What is required ::
Please write out exactly the lines of the data below from the line holding "Please point out the smiling" through the line holding "Please point out the sign", and leave out the rest.

[Extracted data entries]
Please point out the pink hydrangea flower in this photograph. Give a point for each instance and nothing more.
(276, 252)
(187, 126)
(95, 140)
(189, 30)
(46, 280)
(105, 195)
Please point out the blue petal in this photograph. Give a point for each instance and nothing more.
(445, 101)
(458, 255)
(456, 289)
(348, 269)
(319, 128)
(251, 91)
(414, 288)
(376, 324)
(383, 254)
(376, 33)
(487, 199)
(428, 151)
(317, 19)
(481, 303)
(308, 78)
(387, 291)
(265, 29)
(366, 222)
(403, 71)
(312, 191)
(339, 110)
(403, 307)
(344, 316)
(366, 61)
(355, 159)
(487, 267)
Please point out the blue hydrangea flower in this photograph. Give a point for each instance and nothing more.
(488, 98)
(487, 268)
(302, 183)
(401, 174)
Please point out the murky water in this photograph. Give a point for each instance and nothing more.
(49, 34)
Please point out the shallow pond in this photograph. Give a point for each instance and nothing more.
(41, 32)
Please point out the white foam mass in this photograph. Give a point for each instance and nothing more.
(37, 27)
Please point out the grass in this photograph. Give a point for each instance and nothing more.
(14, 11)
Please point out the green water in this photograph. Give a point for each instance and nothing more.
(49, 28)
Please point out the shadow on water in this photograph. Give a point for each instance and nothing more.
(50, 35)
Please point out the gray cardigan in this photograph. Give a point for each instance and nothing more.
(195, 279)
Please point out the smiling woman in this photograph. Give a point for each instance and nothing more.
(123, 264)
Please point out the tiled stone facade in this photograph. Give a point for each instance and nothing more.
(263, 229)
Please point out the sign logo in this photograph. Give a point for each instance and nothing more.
--
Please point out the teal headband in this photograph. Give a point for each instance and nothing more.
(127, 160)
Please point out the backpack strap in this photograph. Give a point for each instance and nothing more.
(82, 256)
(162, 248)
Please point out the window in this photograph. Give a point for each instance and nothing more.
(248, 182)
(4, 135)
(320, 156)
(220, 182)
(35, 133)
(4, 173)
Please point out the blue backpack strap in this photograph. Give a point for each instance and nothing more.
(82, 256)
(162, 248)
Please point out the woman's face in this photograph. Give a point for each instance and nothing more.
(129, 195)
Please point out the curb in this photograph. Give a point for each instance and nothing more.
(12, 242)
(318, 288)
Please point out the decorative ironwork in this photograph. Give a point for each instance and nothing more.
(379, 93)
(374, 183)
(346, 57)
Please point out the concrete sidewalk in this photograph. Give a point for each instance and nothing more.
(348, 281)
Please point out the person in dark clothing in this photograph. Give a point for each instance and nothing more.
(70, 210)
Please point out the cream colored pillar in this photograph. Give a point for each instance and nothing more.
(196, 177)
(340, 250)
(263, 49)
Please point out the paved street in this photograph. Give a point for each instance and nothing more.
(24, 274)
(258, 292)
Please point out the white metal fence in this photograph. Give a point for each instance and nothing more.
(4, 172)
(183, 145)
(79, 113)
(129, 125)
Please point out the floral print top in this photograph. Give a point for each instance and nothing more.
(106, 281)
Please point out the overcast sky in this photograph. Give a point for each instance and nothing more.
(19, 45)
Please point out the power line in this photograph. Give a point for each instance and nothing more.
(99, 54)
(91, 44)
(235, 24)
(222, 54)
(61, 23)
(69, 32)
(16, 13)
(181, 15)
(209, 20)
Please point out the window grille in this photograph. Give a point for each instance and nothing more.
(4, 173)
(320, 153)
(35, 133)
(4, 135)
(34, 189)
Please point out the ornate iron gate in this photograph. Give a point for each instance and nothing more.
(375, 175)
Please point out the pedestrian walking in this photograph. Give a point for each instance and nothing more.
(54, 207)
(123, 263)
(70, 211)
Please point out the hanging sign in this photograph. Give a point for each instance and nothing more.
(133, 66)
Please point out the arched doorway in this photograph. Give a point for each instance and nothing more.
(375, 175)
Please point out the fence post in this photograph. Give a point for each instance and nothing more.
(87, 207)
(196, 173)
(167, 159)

Output for this task ::
Please point out the smiling woman in this photograph. Give a point for each instance and nothing more.
(123, 264)
Please point out the tiled stone facade in this photograph. Give a point for each instance and nothing more.
(263, 229)
Please point out the sign logo in this photograph. Give a point for each instance and nothing more.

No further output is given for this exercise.